* Begin *

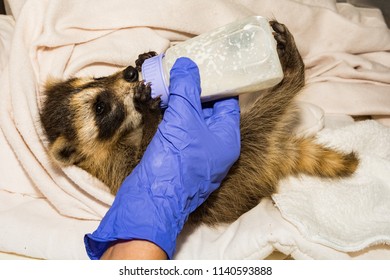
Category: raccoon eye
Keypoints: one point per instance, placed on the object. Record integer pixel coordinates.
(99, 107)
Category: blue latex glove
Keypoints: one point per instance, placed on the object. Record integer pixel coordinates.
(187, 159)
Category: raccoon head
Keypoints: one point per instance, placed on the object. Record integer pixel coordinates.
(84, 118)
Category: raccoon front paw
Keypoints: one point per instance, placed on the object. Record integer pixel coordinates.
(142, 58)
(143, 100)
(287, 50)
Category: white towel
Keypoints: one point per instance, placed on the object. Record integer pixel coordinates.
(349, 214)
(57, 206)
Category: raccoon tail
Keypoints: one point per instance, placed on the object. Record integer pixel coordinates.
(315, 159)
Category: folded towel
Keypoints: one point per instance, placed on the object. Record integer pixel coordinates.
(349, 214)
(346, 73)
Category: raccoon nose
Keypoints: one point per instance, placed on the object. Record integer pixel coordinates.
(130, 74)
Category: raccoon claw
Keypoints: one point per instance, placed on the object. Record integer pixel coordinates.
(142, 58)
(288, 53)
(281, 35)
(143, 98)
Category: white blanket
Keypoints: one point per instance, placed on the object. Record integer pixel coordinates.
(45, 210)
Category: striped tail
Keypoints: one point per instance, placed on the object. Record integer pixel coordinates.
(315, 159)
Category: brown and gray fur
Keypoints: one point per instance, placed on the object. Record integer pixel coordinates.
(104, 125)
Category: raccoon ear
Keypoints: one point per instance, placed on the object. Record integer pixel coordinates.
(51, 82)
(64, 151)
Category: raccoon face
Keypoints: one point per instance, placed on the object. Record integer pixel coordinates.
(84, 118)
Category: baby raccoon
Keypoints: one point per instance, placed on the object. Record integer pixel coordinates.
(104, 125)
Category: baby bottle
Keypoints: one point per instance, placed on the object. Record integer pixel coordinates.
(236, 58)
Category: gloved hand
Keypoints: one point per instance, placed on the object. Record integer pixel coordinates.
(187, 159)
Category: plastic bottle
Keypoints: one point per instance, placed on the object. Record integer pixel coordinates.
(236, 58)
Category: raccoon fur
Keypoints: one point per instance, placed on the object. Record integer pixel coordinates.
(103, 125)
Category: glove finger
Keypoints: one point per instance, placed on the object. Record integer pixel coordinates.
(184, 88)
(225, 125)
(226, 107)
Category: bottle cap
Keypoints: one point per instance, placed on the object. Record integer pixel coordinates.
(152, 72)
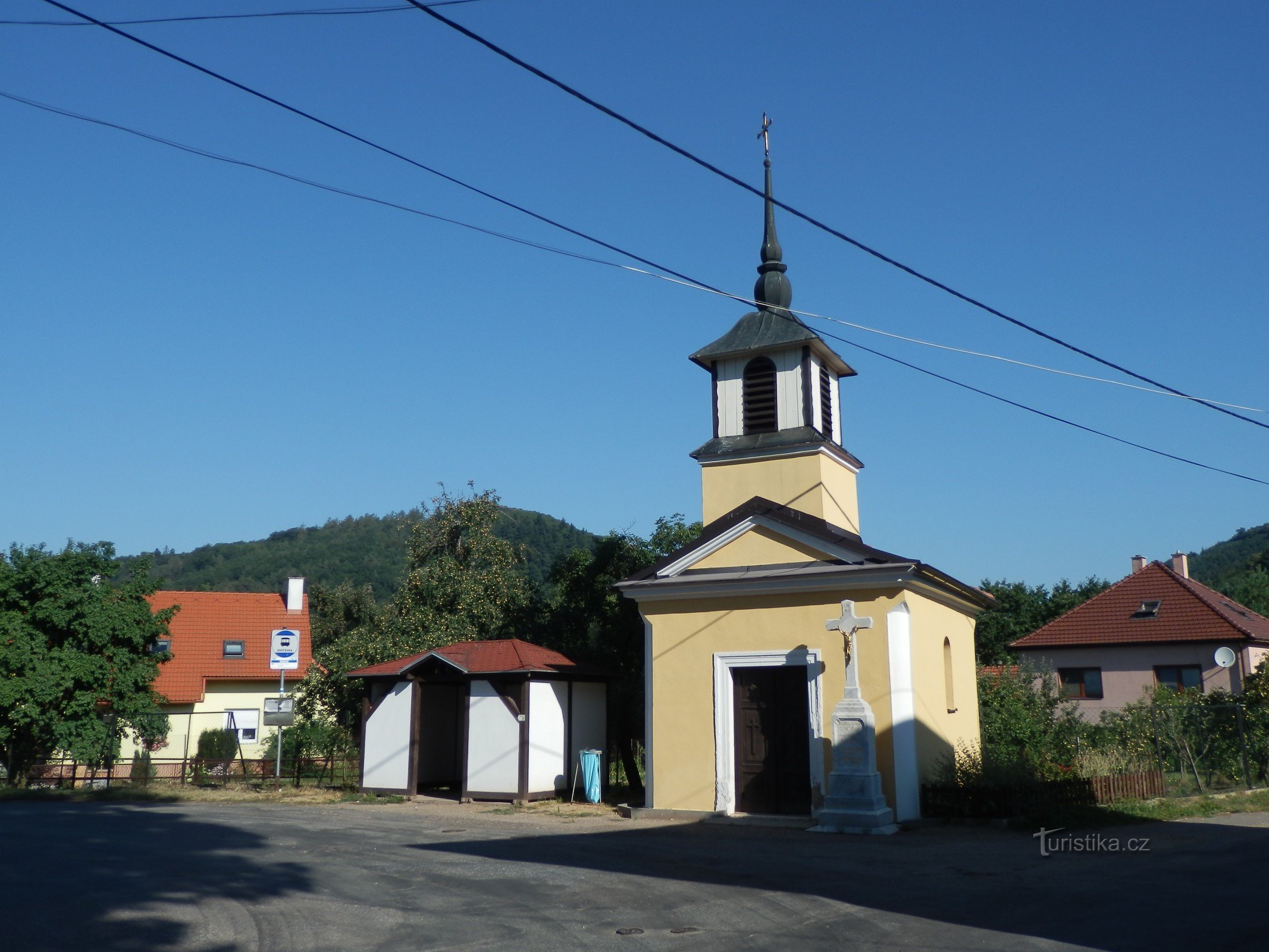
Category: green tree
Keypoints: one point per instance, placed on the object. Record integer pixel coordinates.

* End *

Exercise goal:
Reproduce every line of the records above without any changes, leaving out the pictures.

Correct answer:
Category: raccoon eye
Keypoints: one point per instance, placed on the object. Record integer pixel coordinates.
(99, 107)
Category: blue latex glove
Keypoints: one point per instance, placed on the object. Record integer pixel coordinates.
(187, 159)
Category: raccoon head
Keypoints: one point per instance, placed on the object. Record integer pixel coordinates.
(84, 118)
Category: raccoon front paw
Keypoints: one point per instance, placed on the object. Record integer pixel coordinates.
(142, 58)
(143, 100)
(287, 50)
Category: white towel
Keypoints: one point per instance, placed on the object. Record integer pixel coordinates.
(349, 214)
(57, 206)
Category: raccoon tail
Keypoints: one point per instance, placed on the object. Record integer pixel coordinates.
(315, 159)
Category: folded towel
Keypoints: one point per instance, placed on the object. Record integer pixel coordinates.
(349, 214)
(346, 73)
Category: raccoon nose
Keypoints: one point per instance, placed on the object. Record integer pixel coordinates.
(130, 74)
Category: raccoon claw
Keypoints: one point per instance, placed on the object. Record integer pixel coordinates.
(142, 58)
(288, 53)
(281, 35)
(143, 98)
Category: white blanket
Keypoints: one point per instance, placed on the object. Record integer pixel coordinates.
(45, 210)
Category: striped tail
Keypoints: one point per instance, placed on the object. Record integer pixel coordinates.
(315, 159)
Category: brown and gray fur
Keypoints: one point per instance, placed on the object. Record integer pixel coordinates.
(104, 125)
Category: raccoon ear
Keypoints: one point per instance, placed on the object. Record integer pixel coordinates.
(51, 82)
(64, 151)
Category: raccoon face
Keypoints: one point per instance, placed on the object. Record integer pixel coordinates.
(84, 118)
Category: baby raccoon
Keypoints: one point per instance, placed on the object. Record integer pixel coordinates.
(104, 125)
Category: baby bottle
Keypoints: one point per instance, placed on the object. Record integer pixel coordinates.
(236, 58)
Category: gloved hand
Keypoints: one point per instance, placed on the object. Record integer pixel coordinates.
(187, 159)
Category: plastic bottle
Keypoints: one point per instance, placed on the object. Record integer pixel coordinates.
(236, 58)
Category: raccoon fur
Keypoints: one point per instance, placed on the object. Record integer pixel coordinates.
(103, 125)
Category: glove finger
Keypoints: one point per instance, placed on the object. Record integer pixel coordinates.
(184, 88)
(225, 125)
(226, 107)
Category: bottle cap
Keypoints: one point per instance, placed on the object. Record integer pixel coordinates.
(152, 72)
Category: green tree
Keypoints: one point per instance, placed on the object. Record integer pixel coordinates.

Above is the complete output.